Sermaye bile Türk-İş’ten daha yüksek rakamlar açıklıyor

Türk-İş’in asgari ücret komisyonuna kendi açıkladığı açlık sınırı rakamını vermesine tepki gösteren Akademisyen Özgür Müftüoğlu, bunun işçi sınıfı tarihine ihanet olduğunu söylüyor.

Yeni asgari ücret için tespit komisyonu 11 Aralık’ta toplanacak. Toplantı öncesi yapılan açıklamalarda özellikle Türk-İş’in açıkladığı rakam birçok tepki topladı. Türk-İş masaya 14 bin TL ile pazarlığa oturacağını söylerken aynı Türk-İş açlık sınırını 13 bin 684 TL, yoksulluk sınırını ise 44 bin 573,3 TL olarak açıklamıştı. Türk-İş’in asgari ücret teklifinin açlık sınırında olması tartışma yaratırken bir başka tartışma da asgari ücretin 6 ayda bir belirlenip belirlenmeyeceği üzerinden yürüyor.

-----

Görev
Yukarıdaki asgari ücret tartışmasına ilişkin metni, son cümlesinden sonra kaldığı yerden sürdürünüz.

-----

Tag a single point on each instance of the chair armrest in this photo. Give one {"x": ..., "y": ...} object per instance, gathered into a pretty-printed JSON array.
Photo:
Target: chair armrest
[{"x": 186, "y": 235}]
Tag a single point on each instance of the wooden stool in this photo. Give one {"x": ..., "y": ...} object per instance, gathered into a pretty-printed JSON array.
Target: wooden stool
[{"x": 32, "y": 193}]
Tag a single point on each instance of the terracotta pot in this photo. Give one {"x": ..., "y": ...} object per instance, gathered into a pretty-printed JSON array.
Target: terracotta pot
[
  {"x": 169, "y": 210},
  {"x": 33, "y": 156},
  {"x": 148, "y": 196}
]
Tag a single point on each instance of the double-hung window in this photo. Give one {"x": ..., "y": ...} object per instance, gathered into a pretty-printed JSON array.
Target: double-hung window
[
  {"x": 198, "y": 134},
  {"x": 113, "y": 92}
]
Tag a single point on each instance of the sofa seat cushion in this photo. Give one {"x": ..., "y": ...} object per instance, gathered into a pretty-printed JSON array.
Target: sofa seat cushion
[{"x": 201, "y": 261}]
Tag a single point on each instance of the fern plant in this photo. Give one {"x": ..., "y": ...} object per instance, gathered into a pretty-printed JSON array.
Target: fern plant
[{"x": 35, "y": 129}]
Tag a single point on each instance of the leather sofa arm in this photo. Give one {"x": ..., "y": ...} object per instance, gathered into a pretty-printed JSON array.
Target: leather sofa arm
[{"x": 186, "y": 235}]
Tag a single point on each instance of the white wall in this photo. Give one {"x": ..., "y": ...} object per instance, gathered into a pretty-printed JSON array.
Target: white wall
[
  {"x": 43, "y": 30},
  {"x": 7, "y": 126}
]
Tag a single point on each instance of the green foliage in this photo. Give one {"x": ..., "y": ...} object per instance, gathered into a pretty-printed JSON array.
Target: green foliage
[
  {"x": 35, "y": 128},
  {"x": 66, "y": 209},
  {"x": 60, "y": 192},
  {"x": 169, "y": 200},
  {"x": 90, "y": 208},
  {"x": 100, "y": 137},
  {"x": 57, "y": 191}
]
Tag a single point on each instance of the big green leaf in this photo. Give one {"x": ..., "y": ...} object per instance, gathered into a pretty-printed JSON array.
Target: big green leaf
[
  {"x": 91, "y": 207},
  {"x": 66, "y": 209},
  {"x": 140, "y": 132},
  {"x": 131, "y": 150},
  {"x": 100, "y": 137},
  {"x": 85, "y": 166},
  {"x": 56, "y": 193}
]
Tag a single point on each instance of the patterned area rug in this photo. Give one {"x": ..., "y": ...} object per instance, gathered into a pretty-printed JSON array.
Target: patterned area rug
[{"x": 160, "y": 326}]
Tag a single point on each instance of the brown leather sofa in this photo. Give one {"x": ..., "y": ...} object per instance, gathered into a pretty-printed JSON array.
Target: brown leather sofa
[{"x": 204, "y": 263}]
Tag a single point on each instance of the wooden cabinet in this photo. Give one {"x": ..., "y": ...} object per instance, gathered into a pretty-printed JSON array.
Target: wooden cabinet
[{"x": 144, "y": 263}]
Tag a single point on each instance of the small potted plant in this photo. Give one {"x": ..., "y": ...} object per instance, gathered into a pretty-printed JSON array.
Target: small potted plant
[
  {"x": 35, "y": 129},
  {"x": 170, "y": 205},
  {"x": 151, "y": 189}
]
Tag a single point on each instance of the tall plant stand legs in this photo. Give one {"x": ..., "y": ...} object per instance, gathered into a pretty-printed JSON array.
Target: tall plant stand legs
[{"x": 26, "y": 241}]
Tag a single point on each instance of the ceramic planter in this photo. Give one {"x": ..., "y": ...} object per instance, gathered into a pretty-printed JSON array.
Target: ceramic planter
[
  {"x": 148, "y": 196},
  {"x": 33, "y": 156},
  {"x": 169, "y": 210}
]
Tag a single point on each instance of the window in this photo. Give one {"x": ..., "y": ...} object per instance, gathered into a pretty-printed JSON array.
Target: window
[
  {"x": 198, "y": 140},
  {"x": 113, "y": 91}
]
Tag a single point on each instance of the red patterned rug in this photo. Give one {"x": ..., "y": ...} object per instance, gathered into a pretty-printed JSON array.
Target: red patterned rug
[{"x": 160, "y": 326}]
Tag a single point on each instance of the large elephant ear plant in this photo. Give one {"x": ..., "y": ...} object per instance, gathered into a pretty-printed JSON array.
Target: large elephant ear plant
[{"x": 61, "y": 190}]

-----

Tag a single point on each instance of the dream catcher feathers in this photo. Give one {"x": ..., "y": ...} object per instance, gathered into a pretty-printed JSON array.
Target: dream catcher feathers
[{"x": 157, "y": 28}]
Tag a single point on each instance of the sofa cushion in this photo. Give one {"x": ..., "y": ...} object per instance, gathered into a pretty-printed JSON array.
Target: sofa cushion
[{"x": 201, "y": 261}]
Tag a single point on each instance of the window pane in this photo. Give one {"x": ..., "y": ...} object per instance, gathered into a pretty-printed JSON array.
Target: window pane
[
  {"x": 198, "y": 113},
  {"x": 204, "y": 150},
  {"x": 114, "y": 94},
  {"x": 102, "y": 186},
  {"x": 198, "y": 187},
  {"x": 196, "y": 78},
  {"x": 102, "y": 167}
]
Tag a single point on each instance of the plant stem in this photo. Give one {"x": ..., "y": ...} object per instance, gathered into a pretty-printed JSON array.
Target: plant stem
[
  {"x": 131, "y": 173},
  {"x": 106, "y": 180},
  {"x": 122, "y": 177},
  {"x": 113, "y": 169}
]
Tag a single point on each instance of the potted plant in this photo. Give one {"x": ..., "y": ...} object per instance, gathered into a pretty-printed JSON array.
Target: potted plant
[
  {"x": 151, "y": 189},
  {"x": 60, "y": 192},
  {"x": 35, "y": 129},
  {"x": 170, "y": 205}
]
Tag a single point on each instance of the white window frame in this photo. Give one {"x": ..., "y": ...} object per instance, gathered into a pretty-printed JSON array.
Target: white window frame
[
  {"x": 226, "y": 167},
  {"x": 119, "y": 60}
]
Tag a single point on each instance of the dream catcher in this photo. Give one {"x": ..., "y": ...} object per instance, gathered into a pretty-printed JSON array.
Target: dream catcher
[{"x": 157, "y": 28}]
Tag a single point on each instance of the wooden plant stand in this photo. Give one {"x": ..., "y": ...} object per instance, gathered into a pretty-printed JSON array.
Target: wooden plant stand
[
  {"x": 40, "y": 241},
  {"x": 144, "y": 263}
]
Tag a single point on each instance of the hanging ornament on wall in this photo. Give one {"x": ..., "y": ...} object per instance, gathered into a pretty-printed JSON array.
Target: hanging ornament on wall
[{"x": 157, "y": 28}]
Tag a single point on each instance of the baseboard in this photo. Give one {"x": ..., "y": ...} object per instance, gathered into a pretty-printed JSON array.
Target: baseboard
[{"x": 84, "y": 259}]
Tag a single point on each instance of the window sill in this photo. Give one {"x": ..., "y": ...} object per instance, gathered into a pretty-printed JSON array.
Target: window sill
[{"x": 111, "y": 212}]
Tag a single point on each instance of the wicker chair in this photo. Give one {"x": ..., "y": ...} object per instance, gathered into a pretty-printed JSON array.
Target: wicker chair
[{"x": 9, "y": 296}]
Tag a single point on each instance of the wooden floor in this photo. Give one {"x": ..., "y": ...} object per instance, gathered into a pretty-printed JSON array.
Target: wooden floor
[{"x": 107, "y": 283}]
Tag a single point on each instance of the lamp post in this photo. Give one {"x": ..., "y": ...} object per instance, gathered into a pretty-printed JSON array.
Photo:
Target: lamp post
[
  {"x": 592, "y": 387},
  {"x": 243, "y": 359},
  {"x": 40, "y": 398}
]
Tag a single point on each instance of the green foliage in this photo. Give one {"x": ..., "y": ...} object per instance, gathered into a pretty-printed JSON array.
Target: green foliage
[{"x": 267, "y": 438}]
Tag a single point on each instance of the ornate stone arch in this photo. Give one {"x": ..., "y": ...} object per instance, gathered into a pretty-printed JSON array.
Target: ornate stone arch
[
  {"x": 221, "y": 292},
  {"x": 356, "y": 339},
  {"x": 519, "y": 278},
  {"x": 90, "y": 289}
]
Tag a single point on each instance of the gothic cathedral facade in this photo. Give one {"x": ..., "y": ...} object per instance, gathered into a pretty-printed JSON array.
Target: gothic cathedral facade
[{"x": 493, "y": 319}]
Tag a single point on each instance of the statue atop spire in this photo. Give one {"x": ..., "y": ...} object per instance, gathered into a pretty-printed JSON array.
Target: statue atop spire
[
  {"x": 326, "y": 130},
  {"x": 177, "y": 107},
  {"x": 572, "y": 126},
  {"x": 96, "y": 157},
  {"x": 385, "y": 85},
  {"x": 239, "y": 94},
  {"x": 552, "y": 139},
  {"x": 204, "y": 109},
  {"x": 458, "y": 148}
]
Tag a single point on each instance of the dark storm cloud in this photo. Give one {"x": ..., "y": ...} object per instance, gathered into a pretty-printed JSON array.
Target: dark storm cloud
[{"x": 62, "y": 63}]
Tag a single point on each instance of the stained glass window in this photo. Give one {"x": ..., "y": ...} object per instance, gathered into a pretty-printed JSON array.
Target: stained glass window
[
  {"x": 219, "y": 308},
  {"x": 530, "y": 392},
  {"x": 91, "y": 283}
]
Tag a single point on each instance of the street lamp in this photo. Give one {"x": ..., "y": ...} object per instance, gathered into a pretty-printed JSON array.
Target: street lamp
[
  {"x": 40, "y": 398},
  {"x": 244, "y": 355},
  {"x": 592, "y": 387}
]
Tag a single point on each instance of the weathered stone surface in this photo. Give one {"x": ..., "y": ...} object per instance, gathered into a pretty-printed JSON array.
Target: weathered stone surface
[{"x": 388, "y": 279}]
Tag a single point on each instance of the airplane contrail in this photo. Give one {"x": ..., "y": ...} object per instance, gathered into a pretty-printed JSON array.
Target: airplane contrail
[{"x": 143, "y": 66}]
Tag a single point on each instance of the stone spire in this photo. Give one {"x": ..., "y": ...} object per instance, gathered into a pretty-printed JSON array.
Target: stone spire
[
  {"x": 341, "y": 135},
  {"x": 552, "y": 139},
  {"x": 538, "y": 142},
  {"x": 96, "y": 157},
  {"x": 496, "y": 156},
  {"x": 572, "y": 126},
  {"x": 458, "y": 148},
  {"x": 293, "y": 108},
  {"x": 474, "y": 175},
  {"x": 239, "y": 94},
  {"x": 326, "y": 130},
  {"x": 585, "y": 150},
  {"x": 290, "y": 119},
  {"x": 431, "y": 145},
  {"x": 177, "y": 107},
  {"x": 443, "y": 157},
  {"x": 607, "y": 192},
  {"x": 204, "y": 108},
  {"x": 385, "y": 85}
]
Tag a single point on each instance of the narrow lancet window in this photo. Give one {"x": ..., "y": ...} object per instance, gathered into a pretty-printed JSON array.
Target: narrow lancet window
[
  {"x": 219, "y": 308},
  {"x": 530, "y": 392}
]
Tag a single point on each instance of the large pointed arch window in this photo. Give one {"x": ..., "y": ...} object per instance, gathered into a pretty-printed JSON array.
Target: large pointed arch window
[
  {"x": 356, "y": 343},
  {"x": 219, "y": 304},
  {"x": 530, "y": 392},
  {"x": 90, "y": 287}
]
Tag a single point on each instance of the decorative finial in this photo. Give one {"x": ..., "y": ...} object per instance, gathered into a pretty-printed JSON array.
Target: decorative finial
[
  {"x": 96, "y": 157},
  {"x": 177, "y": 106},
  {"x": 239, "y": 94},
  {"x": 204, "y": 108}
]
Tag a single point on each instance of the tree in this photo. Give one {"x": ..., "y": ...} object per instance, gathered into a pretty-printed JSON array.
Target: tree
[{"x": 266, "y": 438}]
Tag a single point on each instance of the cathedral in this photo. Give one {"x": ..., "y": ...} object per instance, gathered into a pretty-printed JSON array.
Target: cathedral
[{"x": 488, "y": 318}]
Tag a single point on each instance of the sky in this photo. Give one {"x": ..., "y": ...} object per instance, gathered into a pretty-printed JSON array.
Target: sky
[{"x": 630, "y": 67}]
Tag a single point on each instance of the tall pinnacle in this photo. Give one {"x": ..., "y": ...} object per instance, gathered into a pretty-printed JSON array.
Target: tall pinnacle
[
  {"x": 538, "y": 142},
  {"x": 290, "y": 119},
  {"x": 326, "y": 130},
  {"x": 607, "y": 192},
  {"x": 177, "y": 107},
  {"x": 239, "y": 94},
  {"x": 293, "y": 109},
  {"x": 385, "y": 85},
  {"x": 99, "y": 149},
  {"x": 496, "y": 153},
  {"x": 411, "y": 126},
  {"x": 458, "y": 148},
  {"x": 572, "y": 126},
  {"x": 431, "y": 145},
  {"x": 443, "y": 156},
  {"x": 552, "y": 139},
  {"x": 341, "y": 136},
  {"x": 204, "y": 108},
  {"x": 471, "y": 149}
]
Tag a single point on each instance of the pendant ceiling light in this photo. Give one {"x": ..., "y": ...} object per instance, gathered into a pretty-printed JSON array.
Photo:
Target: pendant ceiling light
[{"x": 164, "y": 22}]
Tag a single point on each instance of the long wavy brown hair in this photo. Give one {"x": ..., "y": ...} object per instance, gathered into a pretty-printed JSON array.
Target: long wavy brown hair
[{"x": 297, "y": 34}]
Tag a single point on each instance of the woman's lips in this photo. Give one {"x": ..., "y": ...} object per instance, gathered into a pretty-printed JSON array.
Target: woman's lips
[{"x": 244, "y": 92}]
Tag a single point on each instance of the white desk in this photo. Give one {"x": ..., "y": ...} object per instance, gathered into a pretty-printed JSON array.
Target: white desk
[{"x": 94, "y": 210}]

-----

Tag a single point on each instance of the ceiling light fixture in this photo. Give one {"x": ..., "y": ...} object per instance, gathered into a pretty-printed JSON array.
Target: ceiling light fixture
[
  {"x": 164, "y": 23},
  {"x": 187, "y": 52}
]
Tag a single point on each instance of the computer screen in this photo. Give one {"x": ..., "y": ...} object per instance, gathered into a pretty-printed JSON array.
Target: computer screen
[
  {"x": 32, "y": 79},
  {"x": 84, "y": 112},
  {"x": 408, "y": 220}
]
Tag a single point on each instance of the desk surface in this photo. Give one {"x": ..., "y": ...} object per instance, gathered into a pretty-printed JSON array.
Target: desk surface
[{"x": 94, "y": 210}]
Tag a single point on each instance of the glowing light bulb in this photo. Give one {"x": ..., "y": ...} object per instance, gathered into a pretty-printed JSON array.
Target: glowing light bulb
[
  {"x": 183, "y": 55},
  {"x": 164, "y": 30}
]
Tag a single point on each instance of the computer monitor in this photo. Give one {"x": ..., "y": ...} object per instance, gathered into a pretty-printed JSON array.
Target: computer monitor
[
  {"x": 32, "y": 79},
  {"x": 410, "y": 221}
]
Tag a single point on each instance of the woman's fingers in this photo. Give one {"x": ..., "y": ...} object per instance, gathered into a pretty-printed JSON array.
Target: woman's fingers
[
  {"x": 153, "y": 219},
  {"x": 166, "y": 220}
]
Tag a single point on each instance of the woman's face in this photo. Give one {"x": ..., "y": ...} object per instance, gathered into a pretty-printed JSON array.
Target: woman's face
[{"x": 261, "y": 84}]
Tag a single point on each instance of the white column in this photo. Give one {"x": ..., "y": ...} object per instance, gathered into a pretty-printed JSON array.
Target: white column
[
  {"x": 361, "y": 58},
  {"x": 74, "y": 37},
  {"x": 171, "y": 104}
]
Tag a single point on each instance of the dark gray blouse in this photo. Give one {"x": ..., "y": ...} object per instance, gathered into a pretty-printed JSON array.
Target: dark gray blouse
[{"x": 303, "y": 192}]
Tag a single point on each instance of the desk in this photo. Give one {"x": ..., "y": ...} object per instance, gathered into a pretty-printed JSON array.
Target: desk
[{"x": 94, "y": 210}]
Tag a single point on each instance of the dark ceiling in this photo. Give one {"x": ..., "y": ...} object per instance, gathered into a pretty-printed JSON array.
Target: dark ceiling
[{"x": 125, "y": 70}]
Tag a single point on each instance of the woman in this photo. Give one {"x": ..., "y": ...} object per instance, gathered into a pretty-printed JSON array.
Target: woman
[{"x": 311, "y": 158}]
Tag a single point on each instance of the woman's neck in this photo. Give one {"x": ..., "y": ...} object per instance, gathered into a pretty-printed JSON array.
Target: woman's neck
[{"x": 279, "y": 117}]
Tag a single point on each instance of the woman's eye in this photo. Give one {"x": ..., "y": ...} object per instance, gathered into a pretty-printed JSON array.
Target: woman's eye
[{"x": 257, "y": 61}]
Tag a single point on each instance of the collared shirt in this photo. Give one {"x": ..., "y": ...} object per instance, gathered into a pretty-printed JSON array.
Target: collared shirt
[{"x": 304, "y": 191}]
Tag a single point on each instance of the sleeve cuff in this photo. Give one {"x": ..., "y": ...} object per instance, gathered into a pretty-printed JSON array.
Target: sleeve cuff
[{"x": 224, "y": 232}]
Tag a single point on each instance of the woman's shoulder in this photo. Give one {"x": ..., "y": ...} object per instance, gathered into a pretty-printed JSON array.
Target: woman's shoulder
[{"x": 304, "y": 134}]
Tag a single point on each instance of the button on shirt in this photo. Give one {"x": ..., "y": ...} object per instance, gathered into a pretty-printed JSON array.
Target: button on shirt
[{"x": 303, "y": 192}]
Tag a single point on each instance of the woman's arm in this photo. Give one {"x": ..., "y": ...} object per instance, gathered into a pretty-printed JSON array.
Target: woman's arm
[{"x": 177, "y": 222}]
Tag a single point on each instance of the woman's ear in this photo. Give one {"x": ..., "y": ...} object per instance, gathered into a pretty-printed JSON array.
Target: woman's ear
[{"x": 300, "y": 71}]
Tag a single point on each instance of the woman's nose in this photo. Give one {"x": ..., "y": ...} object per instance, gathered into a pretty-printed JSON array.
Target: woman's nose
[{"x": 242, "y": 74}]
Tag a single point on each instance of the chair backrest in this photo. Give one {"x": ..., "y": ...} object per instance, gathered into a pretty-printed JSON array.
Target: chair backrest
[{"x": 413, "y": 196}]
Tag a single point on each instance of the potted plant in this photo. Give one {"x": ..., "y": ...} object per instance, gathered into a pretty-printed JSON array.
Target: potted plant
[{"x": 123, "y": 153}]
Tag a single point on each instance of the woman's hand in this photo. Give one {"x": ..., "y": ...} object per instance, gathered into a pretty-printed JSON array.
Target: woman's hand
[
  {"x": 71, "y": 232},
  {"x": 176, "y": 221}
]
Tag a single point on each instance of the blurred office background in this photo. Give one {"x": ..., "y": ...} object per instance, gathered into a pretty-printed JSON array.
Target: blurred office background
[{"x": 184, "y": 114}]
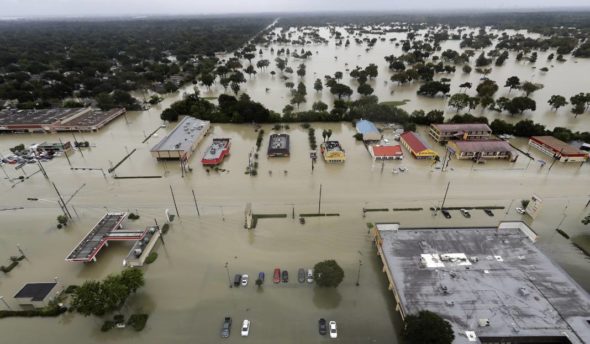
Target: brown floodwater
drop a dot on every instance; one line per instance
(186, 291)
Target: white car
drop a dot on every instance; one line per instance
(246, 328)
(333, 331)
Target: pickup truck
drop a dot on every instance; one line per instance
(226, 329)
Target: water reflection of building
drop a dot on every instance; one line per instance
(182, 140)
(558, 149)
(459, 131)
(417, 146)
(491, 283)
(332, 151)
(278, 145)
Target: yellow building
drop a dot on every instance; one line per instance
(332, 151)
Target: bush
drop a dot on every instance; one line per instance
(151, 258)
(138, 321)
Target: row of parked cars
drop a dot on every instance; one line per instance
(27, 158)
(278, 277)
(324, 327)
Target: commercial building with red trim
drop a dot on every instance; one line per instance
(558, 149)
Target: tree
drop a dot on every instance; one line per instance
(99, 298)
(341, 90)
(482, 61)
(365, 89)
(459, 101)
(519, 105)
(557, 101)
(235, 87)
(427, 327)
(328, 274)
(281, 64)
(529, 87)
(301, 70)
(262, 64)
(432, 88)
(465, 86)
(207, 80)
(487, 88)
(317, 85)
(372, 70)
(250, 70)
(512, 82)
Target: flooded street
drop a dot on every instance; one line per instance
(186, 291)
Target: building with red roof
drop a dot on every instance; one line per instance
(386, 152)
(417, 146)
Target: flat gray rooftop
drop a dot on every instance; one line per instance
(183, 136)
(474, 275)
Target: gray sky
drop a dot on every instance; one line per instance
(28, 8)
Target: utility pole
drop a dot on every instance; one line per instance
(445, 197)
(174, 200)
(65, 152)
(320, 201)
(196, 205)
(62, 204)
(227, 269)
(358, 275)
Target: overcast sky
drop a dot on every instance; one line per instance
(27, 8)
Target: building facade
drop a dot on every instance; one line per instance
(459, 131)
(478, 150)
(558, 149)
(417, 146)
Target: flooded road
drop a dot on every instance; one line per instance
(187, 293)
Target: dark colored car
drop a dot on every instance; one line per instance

-----

Yanıt
Tüm bu tartışmaları akademisyen Özgür Müftüoğlu ANF için değerlendirdi.

Türk-İş masaya 14 bin TL ile pazarlığa oturacağını söyledi ve birçok tepki de topladı. Aslında Türk-İş’in komisyonda aldığı ilk tepki değil bu ama güncel olması bakımından bu açıklamayı nasıl değerlendiriyorsunuz?

Bir sendika önümüzdeki bir yıl için belirlenecek ücrete -ki devletin rakamları hatta Merkez Bankası bile enflasyonu yüzde 60- 61 olarak gösterirken- açlık sınırında bir teklif götürmesi kabul edilemez. Asgari ücret neredeyse bir ortalama ücret haline geldi ülkede. Çünkü çalışanların çok büyük bir kısmı, yüzde 50’ye yakın kısmı asgari ve altında ücret alıyor, diğer kalan kısmı da zaten çeşitli şekillerde bundan etkileniyor. Dolayısıyla Türkiye’deki bütün emekçilerin gelirini büyük ölçüde belirleyen, üzerinde etkili olan bir şey asgari ücret tespiti. Bir sendikanın bugünkü açlık sınırındaki bir düzeyi teklif olarak götürüyor olması işçi sınıfının tarihine ihanettir. MÜSİAD bile daha yüksek rakam açıkladı. Sermaye bile Türk-İş’ten daha yüksek rakamlar açıklıyor.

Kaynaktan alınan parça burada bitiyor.